Exercise:
Go through the data below. Pull out every line that has the word "positive".

*** Record excerpts Section Begins ***

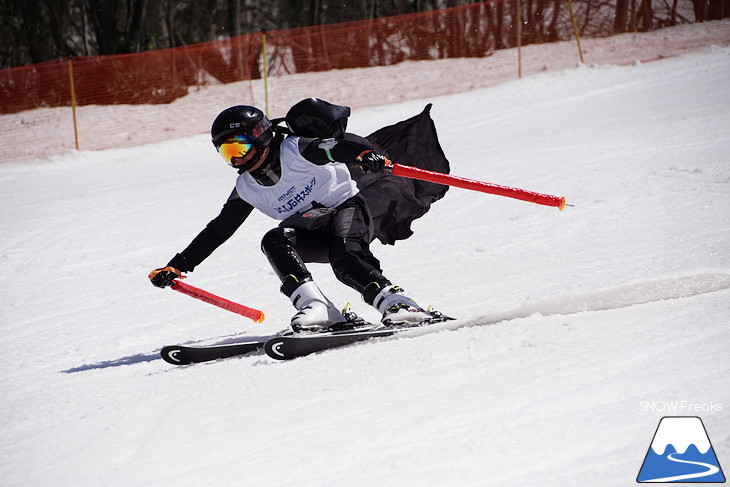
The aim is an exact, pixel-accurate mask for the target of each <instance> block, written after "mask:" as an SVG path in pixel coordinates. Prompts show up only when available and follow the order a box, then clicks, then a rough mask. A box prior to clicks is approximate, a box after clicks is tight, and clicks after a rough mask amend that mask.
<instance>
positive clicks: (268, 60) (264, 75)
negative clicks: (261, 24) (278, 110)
mask: <svg viewBox="0 0 730 487" xmlns="http://www.w3.org/2000/svg"><path fill="white" fill-rule="evenodd" d="M261 49H262V50H263V54H264V99H265V100H266V116H267V117H268V116H269V52H268V49H267V48H266V29H261Z"/></svg>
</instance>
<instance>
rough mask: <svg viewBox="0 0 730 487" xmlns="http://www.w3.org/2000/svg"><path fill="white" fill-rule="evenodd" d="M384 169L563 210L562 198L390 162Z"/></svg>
mask: <svg viewBox="0 0 730 487" xmlns="http://www.w3.org/2000/svg"><path fill="white" fill-rule="evenodd" d="M386 167H387V168H389V169H390V170H391V172H392V173H393V175H394V176H402V177H405V178H410V179H419V180H421V181H428V182H430V183H437V184H445V185H447V186H455V187H457V188H463V189H470V190H472V191H480V192H482V193H489V194H496V195H498V196H507V197H508V198H515V199H518V200H522V201H528V202H530V203H537V204H538V205H545V206H555V207H557V208H558V209H559V210H561V211H562V210H563V209H564V208H565V197H564V196H553V195H549V194H542V193H535V192H533V191H527V190H525V189H519V188H510V187H508V186H500V185H498V184H491V183H485V182H484V181H476V180H474V179H467V178H462V177H459V176H452V175H450V174H443V173H440V172H434V171H427V170H425V169H419V168H417V167H412V166H404V165H403V164H394V163H392V162H391V163H390V164H387V163H386Z"/></svg>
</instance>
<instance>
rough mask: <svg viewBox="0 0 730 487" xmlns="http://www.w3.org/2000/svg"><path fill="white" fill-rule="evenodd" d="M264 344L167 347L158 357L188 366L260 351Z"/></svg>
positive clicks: (172, 345)
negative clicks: (256, 350) (158, 356)
mask: <svg viewBox="0 0 730 487" xmlns="http://www.w3.org/2000/svg"><path fill="white" fill-rule="evenodd" d="M264 343H266V340H265V339H264V340H258V341H253V342H243V343H233V344H231V345H210V346H207V347H186V346H183V345H169V346H166V347H163V348H162V350H161V351H160V355H161V356H162V358H163V359H164V360H165V362H168V363H171V364H173V365H188V364H196V363H200V362H209V361H211V360H219V359H223V358H229V357H235V356H237V355H244V354H247V353H251V352H255V351H256V350H259V349H261V348H262V347H263V346H264Z"/></svg>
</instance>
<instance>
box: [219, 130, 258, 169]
mask: <svg viewBox="0 0 730 487" xmlns="http://www.w3.org/2000/svg"><path fill="white" fill-rule="evenodd" d="M252 146H253V143H252V142H251V140H250V139H249V138H248V137H247V136H246V134H236V135H234V136H233V137H231V138H230V139H228V140H226V141H225V142H223V144H221V145H219V146H218V147H216V149H218V153H219V154H220V155H221V157H223V159H224V160H225V161H226V162H227V163H228V164H229V165H231V166H232V165H233V158H234V157H246V154H248V153H249V151H250V150H251V147H252Z"/></svg>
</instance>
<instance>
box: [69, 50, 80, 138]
mask: <svg viewBox="0 0 730 487" xmlns="http://www.w3.org/2000/svg"><path fill="white" fill-rule="evenodd" d="M68 84H69V88H70V90H71V111H72V112H73V118H74V141H75V143H76V150H79V128H78V123H77V121H76V87H75V86H74V68H73V62H72V61H71V60H70V59H69V60H68Z"/></svg>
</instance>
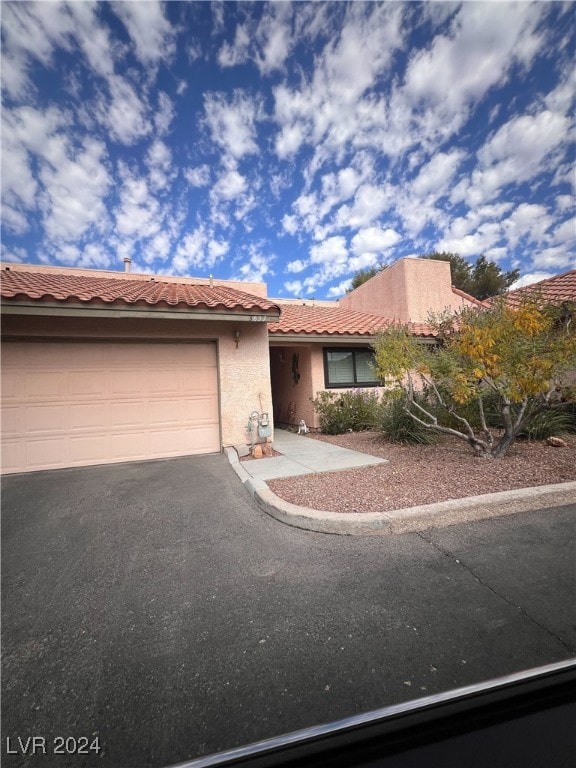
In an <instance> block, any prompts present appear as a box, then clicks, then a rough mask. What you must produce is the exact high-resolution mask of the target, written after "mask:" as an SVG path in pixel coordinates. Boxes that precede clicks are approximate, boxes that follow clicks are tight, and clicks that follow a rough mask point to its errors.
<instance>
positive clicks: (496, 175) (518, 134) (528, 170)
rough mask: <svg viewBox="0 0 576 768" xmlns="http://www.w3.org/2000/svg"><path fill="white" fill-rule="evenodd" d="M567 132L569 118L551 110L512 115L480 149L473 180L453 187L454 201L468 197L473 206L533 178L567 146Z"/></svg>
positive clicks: (472, 179) (491, 197)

*** Record excerpts Section Ends ***

Solution to the problem:
positive clicks: (268, 60) (264, 75)
positive clicks: (172, 345)
positive clicks: (496, 175) (518, 134) (528, 170)
positive clicks: (472, 179) (491, 197)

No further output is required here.